While reading through the material below, copy each line that holds the word "dark".

Segment Start: Records for processing

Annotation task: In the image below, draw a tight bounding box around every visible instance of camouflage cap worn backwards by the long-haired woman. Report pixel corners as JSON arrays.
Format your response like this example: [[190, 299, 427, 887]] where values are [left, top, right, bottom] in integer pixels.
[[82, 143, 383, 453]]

Segment End: Records for processing
Segment Start: Records for processing

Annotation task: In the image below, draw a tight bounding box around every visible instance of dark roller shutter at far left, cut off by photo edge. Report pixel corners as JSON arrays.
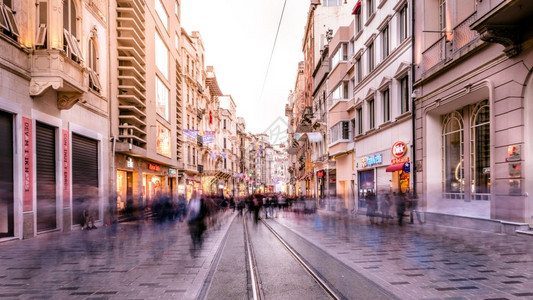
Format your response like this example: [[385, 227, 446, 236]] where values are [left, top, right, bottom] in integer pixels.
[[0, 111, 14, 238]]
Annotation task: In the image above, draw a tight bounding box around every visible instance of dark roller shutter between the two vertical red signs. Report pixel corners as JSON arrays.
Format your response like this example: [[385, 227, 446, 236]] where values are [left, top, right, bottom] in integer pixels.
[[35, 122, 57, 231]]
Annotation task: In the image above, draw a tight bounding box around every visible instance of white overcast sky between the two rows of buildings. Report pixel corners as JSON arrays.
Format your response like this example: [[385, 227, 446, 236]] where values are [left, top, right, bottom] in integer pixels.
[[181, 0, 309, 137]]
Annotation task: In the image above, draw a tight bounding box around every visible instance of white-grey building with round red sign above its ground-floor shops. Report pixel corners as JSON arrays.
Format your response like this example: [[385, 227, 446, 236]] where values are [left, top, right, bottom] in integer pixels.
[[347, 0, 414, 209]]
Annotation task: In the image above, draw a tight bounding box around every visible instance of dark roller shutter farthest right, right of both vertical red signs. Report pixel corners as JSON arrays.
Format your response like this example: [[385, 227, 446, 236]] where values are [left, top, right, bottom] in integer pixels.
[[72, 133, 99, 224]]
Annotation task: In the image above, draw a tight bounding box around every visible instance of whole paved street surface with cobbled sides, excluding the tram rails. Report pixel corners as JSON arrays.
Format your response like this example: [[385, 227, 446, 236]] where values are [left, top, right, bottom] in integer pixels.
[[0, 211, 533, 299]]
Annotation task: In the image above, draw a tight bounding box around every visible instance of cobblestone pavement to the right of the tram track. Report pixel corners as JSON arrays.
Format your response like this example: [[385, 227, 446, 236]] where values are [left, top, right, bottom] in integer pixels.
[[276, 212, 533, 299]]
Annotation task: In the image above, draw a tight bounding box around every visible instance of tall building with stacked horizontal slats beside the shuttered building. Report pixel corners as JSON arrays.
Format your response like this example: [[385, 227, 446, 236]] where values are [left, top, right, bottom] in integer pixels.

Segment End: Records for processing
Segment Start: Records for processing

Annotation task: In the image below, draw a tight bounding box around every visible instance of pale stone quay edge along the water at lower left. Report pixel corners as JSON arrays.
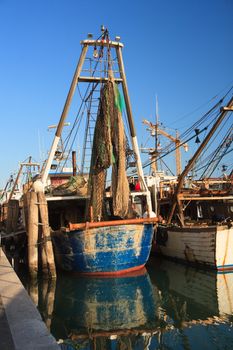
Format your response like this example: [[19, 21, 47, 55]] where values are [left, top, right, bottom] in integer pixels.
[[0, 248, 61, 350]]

Segment End: Records for processing

# Task result
Annotation task: In the image below, draw a tight bounding box around every visible instance of dark roller shutter at far left, cut off by photo edge. Report pixel corners as JSON arrays.
Annotation task: In the image above, draw a tight bounding box around every visible instance of dark roller shutter between the two vertical red signs. Report pixel corners as JSON arrays.
Annotation task: In the image above, draw a tight bounding box around every visible instance of dark roller shutter farthest right, right of both vertical red signs. Report pixel corners as JSON arrays.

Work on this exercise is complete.